▶ Challenge: From the passage on improving data capability, output the section starting at "- Sponsor Data" and ending at "into the wild.", word for word.

▶ Passage given:
□ □ □ □ □

Many individuals within organisations today are frustrated by their level of data capability. Senior staff are equally frustrated that data ‘always seems to be hard’ in terms of the amount of effort to create seemingly trivial outputs. Both have a valid point of view but improvements to data management should reconcile them.
However making the change is hard. If it wasn’t, we would already be doing it. The list below is a summary of my experience in getting on the road to data enlightenment. It won’t solve all your problems but it may give you a better idea where to start that journey.
- Sponsor Data Capability top down. Data is like oxygen, the value of it is commonly only realised when it is removed. For any maturity journey to be successful it must have a sponsor at the most senior level of the organisation. There are many benefits that dovetail to both short and long term aspirations which can be delivered in part or wholly by creating a roadmap to a better data capability. This needs to be articulated, driven and persisted with by a senior sponsor. Driving data improvement from inside operations or IT is almost always doomed to failure.
- Find an initiative/tie into those benefits. Linked to 1) – the ideal way to show the value of increasing data maturity is to link the outputs of the initiative to a project that will be enhanced/enabled by delivering them. Data capability within a data silo helps no one. It is time to let it into the wild.

□ □ □ □ □

▶ Dataset excerpts:
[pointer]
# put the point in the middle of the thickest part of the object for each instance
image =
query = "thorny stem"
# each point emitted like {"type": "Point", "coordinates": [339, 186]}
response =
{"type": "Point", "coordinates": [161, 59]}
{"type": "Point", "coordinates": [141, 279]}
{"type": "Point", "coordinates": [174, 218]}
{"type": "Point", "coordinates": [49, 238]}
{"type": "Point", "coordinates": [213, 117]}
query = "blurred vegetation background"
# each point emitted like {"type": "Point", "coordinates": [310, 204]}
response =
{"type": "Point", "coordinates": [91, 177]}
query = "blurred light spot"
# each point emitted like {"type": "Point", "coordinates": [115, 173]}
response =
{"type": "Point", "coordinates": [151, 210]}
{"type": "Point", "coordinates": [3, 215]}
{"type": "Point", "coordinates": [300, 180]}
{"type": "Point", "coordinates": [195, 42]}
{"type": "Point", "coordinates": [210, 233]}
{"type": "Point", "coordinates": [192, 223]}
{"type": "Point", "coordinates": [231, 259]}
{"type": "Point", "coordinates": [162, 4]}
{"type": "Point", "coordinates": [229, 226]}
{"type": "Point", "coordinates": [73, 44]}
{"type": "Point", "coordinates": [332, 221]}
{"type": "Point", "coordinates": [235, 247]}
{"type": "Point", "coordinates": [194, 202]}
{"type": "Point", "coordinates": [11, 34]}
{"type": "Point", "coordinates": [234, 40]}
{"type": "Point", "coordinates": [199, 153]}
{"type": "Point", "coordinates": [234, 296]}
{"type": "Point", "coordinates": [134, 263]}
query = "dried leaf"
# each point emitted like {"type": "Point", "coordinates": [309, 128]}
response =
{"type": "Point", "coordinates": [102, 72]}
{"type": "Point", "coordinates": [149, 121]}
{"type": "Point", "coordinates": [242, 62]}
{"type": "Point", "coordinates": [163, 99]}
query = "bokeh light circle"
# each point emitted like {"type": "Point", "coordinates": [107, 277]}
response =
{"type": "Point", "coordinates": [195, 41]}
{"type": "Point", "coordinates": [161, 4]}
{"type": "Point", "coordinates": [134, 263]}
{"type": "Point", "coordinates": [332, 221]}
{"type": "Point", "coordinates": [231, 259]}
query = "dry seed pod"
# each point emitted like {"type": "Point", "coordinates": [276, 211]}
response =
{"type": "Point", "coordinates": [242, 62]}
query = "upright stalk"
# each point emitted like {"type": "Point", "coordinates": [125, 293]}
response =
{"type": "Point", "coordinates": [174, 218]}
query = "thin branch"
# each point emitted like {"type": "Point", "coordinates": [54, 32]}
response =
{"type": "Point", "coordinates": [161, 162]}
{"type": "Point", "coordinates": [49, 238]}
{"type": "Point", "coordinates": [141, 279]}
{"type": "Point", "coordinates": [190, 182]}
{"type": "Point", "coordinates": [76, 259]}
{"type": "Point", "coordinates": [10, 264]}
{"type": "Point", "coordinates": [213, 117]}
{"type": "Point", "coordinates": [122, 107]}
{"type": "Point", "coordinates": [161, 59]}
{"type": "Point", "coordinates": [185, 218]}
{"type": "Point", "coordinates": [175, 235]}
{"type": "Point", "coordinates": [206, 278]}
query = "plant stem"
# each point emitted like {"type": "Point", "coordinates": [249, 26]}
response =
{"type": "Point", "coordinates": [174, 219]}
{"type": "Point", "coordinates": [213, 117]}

□ □ □ □ □

▶ Task result:
- Sponsor Data Capability top down. Data is like oxygen, the value of it is commonly only realised when it is removed. For any maturity journey to be successful it must have a sponsor at the most senior level of the organisation. There are many benefits that dovetail to both short and long term aspirations which can be delivered in part or wholly by creating a roadmap to a better data capability. This needs to be articulated, driven and persisted with by a senior sponsor. Driving data improvement from inside operations or IT is almost always doomed to failure.
- Find an initiative/tie into those benefits. Linked to 1) – the ideal way to show the value of increasing data maturity is to link the outputs of the initiative to a project that will be enhanced/enabled by delivering them. Data capability within a data silo helps no one. It is time to let it into the wild.